- _WHAT YOU WILL DO_:
Starting at the line that contains "of the gravel" and running through the end of the entries below, write out every line again with the requests included. Add -34 to each x and y coordinate in the answers.
# # # # #
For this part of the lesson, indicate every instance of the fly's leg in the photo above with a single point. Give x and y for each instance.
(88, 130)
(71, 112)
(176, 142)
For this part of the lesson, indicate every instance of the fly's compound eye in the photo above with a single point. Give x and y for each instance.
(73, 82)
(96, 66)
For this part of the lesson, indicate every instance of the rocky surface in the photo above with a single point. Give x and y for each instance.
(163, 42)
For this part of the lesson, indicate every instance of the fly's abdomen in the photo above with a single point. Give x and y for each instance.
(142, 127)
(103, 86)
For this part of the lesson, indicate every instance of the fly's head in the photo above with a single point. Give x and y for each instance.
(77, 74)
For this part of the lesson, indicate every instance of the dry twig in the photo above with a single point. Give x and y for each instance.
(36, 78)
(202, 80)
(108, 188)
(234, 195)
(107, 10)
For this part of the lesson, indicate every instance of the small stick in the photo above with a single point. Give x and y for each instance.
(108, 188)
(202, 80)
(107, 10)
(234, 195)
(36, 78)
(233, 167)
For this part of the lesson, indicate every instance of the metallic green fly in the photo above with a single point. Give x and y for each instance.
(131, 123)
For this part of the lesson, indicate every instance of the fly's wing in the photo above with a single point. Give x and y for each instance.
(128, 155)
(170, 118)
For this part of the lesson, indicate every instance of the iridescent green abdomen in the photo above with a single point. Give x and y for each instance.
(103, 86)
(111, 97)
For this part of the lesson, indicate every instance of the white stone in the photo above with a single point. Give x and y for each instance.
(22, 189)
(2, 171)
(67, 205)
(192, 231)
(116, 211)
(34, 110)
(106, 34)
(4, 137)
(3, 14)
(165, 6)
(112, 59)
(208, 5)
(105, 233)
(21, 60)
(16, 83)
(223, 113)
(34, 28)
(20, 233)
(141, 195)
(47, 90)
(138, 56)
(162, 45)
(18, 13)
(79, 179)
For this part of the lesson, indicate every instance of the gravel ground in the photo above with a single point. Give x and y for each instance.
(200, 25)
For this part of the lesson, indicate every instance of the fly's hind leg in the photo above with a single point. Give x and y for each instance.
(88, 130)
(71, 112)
# # # # #
- _FULL ANSWER_:
For this part of the lesson, indicate every instance of the gravel ground in the photo above with a single point. Give x and y for each instance.
(166, -9)
For this part of the lesson, indicate every instance of the fly's hind leg in the photo above with a single point. Give x and y for each instance.
(54, 96)
(37, 78)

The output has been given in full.